Natural language region descriptions
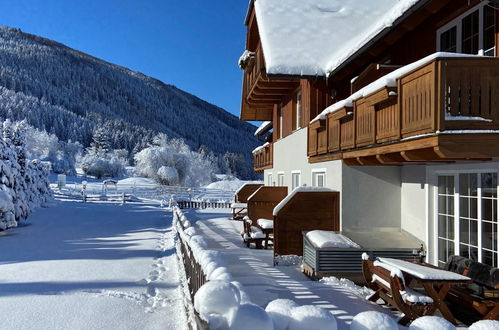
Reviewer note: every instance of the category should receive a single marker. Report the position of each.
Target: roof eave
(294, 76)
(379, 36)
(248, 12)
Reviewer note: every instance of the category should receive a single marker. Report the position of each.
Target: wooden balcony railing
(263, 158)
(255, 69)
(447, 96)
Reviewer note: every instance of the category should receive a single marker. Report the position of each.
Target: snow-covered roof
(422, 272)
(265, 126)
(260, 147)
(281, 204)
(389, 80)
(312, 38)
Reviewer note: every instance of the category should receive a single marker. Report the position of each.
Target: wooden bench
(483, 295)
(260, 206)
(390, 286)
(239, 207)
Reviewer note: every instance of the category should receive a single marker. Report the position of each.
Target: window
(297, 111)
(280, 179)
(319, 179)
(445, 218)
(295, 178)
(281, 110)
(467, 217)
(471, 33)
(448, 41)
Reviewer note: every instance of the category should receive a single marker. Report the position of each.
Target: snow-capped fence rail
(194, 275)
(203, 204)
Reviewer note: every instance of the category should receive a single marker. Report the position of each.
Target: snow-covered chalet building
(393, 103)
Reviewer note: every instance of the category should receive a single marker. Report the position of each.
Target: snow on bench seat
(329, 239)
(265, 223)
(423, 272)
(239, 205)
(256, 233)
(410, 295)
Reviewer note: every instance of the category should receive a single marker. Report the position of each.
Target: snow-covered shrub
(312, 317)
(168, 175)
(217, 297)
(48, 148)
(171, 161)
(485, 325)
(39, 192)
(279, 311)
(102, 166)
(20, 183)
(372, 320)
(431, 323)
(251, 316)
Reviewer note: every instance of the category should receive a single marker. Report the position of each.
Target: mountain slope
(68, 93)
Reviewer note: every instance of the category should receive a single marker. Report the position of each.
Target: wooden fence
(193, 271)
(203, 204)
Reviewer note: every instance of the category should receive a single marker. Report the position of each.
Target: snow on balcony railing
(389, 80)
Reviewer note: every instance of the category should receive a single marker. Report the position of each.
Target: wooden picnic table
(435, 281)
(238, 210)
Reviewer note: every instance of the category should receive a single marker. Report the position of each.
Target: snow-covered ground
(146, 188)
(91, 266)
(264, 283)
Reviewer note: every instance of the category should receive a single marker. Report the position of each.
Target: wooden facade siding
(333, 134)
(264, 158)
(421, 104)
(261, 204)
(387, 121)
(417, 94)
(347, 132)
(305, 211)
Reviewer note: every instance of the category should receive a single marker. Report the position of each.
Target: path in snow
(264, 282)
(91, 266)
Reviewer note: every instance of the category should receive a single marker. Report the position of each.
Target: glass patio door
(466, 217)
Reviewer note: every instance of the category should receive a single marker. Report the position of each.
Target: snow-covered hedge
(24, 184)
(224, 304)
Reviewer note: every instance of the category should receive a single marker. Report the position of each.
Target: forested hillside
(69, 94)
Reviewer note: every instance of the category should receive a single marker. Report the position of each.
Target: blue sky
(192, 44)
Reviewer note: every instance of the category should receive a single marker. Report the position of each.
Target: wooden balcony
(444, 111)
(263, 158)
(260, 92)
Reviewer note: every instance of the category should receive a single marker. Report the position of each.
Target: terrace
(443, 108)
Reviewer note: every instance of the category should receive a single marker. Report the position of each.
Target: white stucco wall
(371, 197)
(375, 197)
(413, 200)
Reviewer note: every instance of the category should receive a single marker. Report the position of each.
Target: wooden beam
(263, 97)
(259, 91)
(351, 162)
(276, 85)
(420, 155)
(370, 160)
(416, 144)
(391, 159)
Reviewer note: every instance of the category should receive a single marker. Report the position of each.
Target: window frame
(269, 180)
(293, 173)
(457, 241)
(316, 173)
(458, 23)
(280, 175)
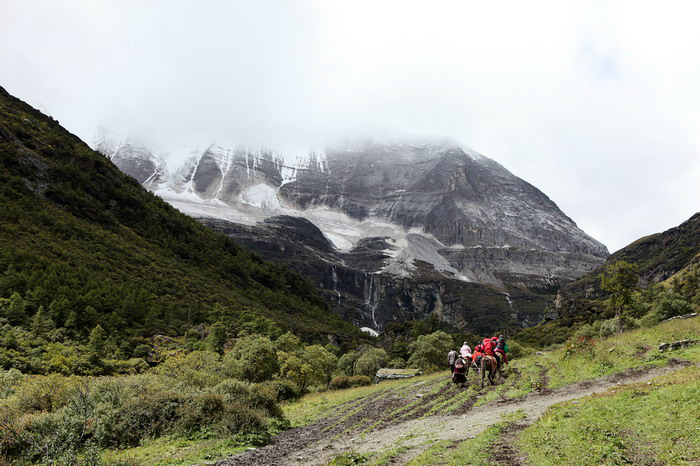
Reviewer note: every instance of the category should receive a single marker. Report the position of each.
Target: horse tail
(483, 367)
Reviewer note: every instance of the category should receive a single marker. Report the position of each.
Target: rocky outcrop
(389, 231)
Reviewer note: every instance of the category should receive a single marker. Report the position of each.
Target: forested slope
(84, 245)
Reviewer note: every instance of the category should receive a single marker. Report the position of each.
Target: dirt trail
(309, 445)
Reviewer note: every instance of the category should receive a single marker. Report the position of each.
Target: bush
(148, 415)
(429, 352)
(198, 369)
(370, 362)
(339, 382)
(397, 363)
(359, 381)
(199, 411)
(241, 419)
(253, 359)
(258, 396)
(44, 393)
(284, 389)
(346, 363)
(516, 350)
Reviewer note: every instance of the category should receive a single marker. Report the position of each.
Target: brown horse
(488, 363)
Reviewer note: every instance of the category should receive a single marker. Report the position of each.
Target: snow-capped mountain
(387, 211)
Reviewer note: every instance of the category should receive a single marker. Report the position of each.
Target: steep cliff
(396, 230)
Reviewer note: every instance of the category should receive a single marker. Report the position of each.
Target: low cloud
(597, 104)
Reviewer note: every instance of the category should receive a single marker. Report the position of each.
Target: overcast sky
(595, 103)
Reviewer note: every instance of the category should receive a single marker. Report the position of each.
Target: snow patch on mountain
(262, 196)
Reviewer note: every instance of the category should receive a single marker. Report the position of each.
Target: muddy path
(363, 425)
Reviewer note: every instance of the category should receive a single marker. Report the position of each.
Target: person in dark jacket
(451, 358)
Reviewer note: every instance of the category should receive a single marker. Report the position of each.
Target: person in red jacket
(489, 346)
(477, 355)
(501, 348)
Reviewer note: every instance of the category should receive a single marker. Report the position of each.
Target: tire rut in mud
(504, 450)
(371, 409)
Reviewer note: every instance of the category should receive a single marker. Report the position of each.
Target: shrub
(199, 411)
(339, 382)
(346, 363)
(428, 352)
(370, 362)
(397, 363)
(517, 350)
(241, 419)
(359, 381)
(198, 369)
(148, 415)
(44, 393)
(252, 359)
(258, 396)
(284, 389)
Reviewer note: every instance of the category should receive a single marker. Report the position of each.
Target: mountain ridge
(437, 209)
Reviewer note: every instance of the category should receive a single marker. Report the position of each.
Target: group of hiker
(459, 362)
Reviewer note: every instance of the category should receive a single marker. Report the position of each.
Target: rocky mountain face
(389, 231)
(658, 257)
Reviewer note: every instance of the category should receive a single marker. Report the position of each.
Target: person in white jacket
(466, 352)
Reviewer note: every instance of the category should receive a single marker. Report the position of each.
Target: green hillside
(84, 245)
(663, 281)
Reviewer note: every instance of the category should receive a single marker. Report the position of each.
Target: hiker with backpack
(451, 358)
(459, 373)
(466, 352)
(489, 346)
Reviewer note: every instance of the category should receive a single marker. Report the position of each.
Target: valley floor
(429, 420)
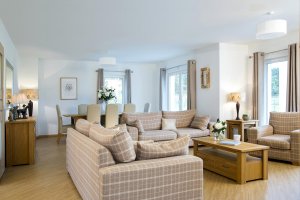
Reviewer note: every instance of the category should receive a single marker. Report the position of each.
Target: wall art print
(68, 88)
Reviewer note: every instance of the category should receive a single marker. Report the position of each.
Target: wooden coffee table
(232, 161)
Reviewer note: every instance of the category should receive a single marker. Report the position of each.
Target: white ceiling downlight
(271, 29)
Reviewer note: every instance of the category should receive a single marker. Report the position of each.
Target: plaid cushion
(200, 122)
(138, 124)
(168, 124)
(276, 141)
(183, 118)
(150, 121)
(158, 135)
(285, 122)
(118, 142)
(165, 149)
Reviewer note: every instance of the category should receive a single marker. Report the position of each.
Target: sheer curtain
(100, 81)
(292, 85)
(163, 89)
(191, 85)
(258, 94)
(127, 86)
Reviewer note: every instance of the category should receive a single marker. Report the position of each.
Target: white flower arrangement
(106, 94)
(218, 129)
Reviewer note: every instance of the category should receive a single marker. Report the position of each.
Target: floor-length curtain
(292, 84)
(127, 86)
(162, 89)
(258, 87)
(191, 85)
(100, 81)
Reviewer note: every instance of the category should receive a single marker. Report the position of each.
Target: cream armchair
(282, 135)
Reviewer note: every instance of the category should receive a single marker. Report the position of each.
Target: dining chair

Work item:
Each record above needs to be transcribed word for word, with its pictures omitted.

Written solution:
Reviewer note: every instance of the category should receive a single marker. Report the position of each.
Target: roof eave
(294, 76)
(379, 36)
(248, 12)
Reviewer note: every instance of the category should receive a single marker. Report the position of each.
Target: wooden balcony railing
(263, 158)
(255, 69)
(447, 96)
Reviewer note: every instance of the category should receive a single marker. Report the position of each.
Target: snow-covered roof
(422, 272)
(265, 126)
(260, 147)
(281, 204)
(389, 80)
(312, 38)
Reviewer note: every instance of the category should receive a single marker. Report the position of each.
Target: wooden bench
(483, 295)
(260, 206)
(390, 286)
(239, 207)
Reviewer note: every instance of the category should receive a single marker. Report the position of each.
Target: window
(297, 111)
(280, 179)
(319, 179)
(445, 218)
(295, 178)
(281, 110)
(467, 217)
(471, 33)
(448, 41)
Reviewer note: every instance of the category should receive a single marker. Report the position of each.
Target: snow-capped fence rail
(194, 275)
(203, 204)
Reviewer note: every instance of the category should receive a single marker. Report the position of each.
Target: snow-covered chalet building
(393, 103)
Reviewer note: every instance of the category should receive a single marker. Report the position of each.
Target: snow on bench seat
(329, 239)
(265, 223)
(423, 272)
(239, 205)
(256, 233)
(410, 295)
Reviewer note: every instance of the category should receive a single marker. Report the position of each.
Target: snow-covered shrub
(312, 317)
(168, 175)
(217, 297)
(48, 148)
(171, 161)
(485, 325)
(39, 192)
(279, 311)
(102, 166)
(20, 183)
(372, 320)
(431, 323)
(251, 316)
Reviewer note: every instance of the category should receive a single marker. Report the position of each.
Target: mountain slope
(68, 93)
Reviewer note: every instance of the category should receive a single marker. Report the position of each.
Target: wooden fence
(193, 271)
(203, 204)
Reviewer note: every instance of the category should receive a single marker. Report the position of each.
Target: snow on balcony railing
(389, 80)
Reviewer note: every instance of the category should receive a single marker. Report the position of each.
Target: wooden picnic table
(435, 281)
(238, 210)
Reviewer note: every instance of the category should receive a single marker. Report the position of each.
Target: snow-covered ground
(146, 188)
(91, 266)
(264, 283)
Reviewer note: every instance of the category should receive a single marker. Report the position of each.
Target: wooden facade siding
(333, 134)
(264, 158)
(421, 104)
(261, 204)
(387, 121)
(417, 94)
(347, 132)
(305, 211)
Reviewer note: every instance of the category should receive a single marker. Report the position of each.
Target: path in snow
(264, 282)
(91, 266)
Reviewer note: every instance of the category should receive a single marker. Report the position of each.
Target: glass patio door
(466, 217)
Reviewer note: every instance of the category should receive a single marker. Report the position of each.
Target: snow-covered hedge
(24, 184)
(224, 304)
Reviewer note: every instance of the category should receive a single marker. Report the position of each.
Target: forested hillside
(69, 94)
Reviewer note: every instance of the category should receive a single marker. Report the position of each.
Target: blue sky
(192, 44)
Reviewer note: every instance of the category should receive a single marker. Report the position of each.
Target: wooden balcony
(444, 111)
(263, 158)
(260, 92)
Reviewer note: every instance of the category should receive a single marker. Report the position of each.
Target: terrace
(443, 108)
Reviewer note: every instance of the category should receive a single marker. Report the position of each.
Target: white stucco wall
(371, 197)
(375, 197)
(413, 200)
Reviewer note: every instance of the category should receive a single marker. Report the position of each.
Target: wooden beam
(263, 97)
(259, 91)
(351, 162)
(276, 85)
(420, 155)
(370, 160)
(416, 144)
(391, 159)
Reviewer note: every instance of the category should receive a single marker. Report the position of each.
Target: window frame
(269, 180)
(293, 173)
(457, 241)
(316, 173)
(458, 23)
(280, 175)
Reviewer note: every instance of the category should receive a single marker. Report the position of each.
Target: horse tail
(483, 367)
Reviewer note: every instance of the category should receive a single marker. Report the position of each.
Target: rocky outcrop
(389, 231)
Reviewer note: every instance of the category should receive a single marker. Report the position of each.
Target: forested slope
(84, 245)
Reviewer note: every instance of the category should receive a single marker. Report the position of each.
Target: dirt trail
(309, 445)
Reviewer note: every instance of the category should receive a single marker. Report the position of each.
Target: bush
(148, 415)
(429, 352)
(198, 369)
(370, 362)
(339, 382)
(397, 363)
(359, 381)
(199, 411)
(241, 419)
(253, 359)
(258, 396)
(44, 393)
(284, 389)
(346, 363)
(516, 350)
Reviewer note: every instance of the category should receive a single marker. Report the position of each.
Target: brown horse
(488, 363)
Reviewer note: every instance of the category should receive a single marker. Report the position of each.
Target: snow-capped mountain
(387, 211)
Reviewer note: every instance of the category should receive a single marker. Report the position of each.
Target: steep cliff
(396, 230)
Reviewer note: every instance of the category should receive a single marker. Report the position of each.
Target: low cloud
(597, 104)
Reviewer note: every instance of the category should receive a single marker. Report the position of each.
Target: overcast sky
(595, 103)
Reviewer note: every instance of the category should receive a single marker. Report the position of each.
Target: snow patch on mountain
(262, 196)
Reviewer note: every instance of the category should receive a single marker. Report the position of each.
Target: muddy path
(363, 425)
Reviewer note: every instance of the category should receive a single marker. Report the position of each.
Target: person in dark jacket
(451, 358)
Reviewer note: every instance of the category should receive a single marker. Report the position of each.
Target: person in red jacket
(489, 346)
(477, 355)
(501, 348)
Reviewer note: every instance of the category should receive a single marker. Report the position of each.
Target: tire rut in mud
(504, 450)
(371, 409)
Reviewer note: every instance of the category should receive a single marker. Report the position of each.
Target: shrub
(199, 411)
(339, 382)
(346, 363)
(428, 352)
(370, 362)
(397, 363)
(517, 350)
(241, 419)
(359, 381)
(198, 369)
(148, 415)
(44, 393)
(252, 359)
(258, 396)
(284, 389)
Reviewer note: every instance of the category should receive a single marker. Report the position of each.
Target: mountain ridge
(437, 209)
Reviewer note: every instance of the category should receive a single marker. Report the position of each.
Target: group of hiker
(459, 362)
Reviewer note: every instance of the category should receive a single marker. Report the position of each.
Target: rocky mountain face
(389, 231)
(658, 257)
Reviewer note: every instance of the category should receive a single marker. Report the position of each.
Target: person in white jacket
(466, 352)
Reviewer note: every instance of the category should receive a single marker. Report the position of each.
Target: green hillside
(84, 245)
(663, 281)
Reviewer note: every instance of the category should receive a single marker. Report the position of each.
Target: hiker with backpack
(451, 358)
(459, 373)
(466, 352)
(489, 346)
Reviewer note: every instance of the category should receive a single marker. Report the position of each.
Target: valley floor
(429, 420)
Reviewer note: every instance of the category should receive a single marker. Report the position of each.
Target: wall art print
(68, 88)
Reviewer note: every instance of the category should receive a single marker. Report the position of each.
Target: wooden coffee table
(232, 161)
Reviewer note: every instance of the category should receive a single marker. Report the position of each.
Target: white ceiling downlight
(271, 29)
Reviewer note: every instance of the category should receive a single marker. Report the position of each.
Target: plaid cushion
(200, 122)
(138, 124)
(168, 124)
(276, 141)
(183, 118)
(150, 121)
(158, 135)
(285, 122)
(118, 142)
(165, 149)
Reviewer note: every instance of the category should receive a single marker. Report the position of each.
Target: sheer curtain
(100, 81)
(292, 85)
(163, 89)
(191, 85)
(258, 94)
(127, 86)
Reviewer note: every instance of the category should receive a single marker. Report the position of each.
Target: white flower arrangement
(106, 94)
(218, 129)
Reviewer note: every instance of the category should receive a single marker. Report the position of each.
Target: floor-length curtain
(292, 84)
(127, 86)
(162, 89)
(258, 87)
(191, 85)
(100, 81)
Reviewer note: every instance of the category should receive a single marker. Report the position of each.
Target: cream armchair
(282, 135)
Reviewer note: every instance of the category should receive a single marker. Report the position of each.
Target: dining chair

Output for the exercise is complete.